### Work required
Transcribe the stretch of entries below from the line with "of the knitted" through the line with "of the cheek.", exactly and with both ends included; leave out all other lines.

### Provided data

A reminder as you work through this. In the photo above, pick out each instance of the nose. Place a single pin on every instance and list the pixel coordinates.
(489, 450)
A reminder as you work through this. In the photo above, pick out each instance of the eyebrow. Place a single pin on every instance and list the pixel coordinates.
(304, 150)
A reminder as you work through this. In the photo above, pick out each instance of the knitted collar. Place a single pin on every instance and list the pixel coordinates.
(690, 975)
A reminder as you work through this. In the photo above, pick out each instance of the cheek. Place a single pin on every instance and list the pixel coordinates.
--
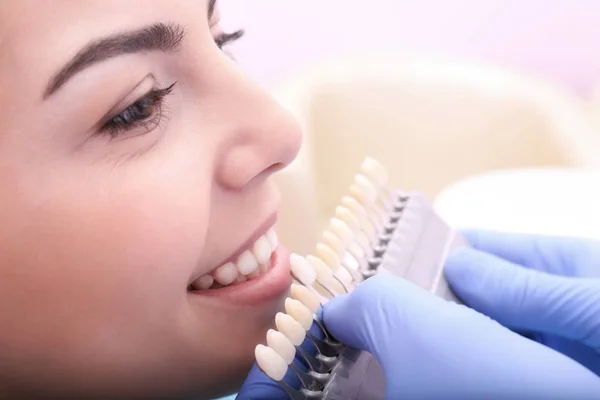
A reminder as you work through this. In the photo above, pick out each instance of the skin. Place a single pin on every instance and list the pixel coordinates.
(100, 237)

### Written reply
A reminder as you work through this. In the photo above, pick out each instance of the knitted collar. Place a single pin on every instance and list the pixel coordinates.
(690, 975)
A reminder as you work through this. In the photo above, pick out each instance of the cheek. Place a single pin on every instance and list the pixel coordinates.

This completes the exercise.